# YOUR TASK
Copy every one of the rows below word for word. Leave out the pictures.

Saved data entries:
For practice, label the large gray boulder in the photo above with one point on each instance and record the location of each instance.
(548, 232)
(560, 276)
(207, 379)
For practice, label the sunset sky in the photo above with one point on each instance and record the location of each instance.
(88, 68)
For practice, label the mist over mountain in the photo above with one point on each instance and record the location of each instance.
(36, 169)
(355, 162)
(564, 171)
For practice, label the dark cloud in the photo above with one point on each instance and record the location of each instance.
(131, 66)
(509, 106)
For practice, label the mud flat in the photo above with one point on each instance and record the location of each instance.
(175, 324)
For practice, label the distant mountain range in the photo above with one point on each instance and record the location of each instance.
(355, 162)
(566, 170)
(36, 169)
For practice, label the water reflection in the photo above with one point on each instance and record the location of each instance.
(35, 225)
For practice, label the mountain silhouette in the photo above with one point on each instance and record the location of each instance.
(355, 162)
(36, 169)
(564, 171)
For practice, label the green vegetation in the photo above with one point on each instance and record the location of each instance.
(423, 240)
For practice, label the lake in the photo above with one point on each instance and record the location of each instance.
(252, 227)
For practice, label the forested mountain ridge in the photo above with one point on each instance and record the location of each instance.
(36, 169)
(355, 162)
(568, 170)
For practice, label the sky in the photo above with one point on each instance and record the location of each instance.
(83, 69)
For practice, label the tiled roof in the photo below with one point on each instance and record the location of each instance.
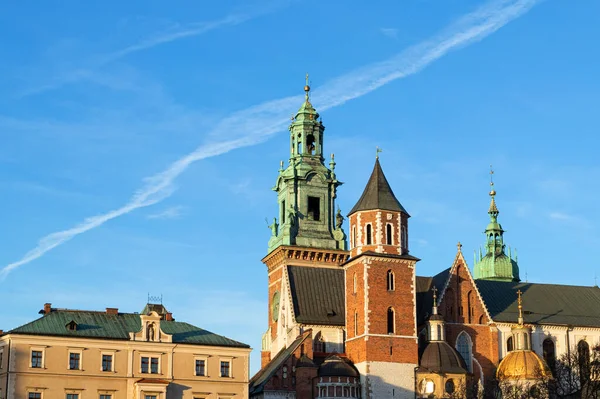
(318, 295)
(378, 194)
(542, 303)
(257, 383)
(117, 326)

# OUTPUT FOR THIS TASK
For practice, label the large gray boulder in the photo above with one point on each instance and record the location of each instance.
(548, 232)
(560, 276)
(207, 379)
For practice, label the sunset sky in the photo above with one point on each instance and record the location of each instance.
(88, 68)
For practice, label the mist over mountain in the photo above with one point on each instance and record the location of each instance.
(36, 169)
(355, 162)
(564, 171)
For practice, label the dark cloud in the photo above with one point on each instance and record the location of each instance.
(131, 66)
(509, 106)
For practice, label the mud flat in the photo above with one point on each instance and record the location of each instance.
(175, 324)
For practice, label the distant mountain range in the photo above with one point on each instance and record the location of each instance.
(355, 162)
(566, 170)
(36, 169)
For practice, label the water reflection in the photo above with one point on each instance and record the location of each instance.
(35, 225)
For practice, label the mountain silhouette in the photo above with one point on each instance and record the location of each instance.
(355, 162)
(36, 169)
(564, 171)
For practice, label the green vegetation in the photo above with one point on each instance and record the location of each instance.
(423, 240)
For practice, label the lake in the photo above with one point on each instance and record the location of each instance.
(252, 227)
For practice, label the forested mountain ridge in the photo above with one point on each instance and record the location of each instance.
(36, 169)
(355, 162)
(568, 170)
For practice, label the sky in the photo above with one point on each instance and record the location of each instance.
(83, 69)
For practice, label the tiled roof in the photo below with one point on each instance and record the location of each instance.
(318, 295)
(378, 194)
(542, 303)
(257, 383)
(117, 326)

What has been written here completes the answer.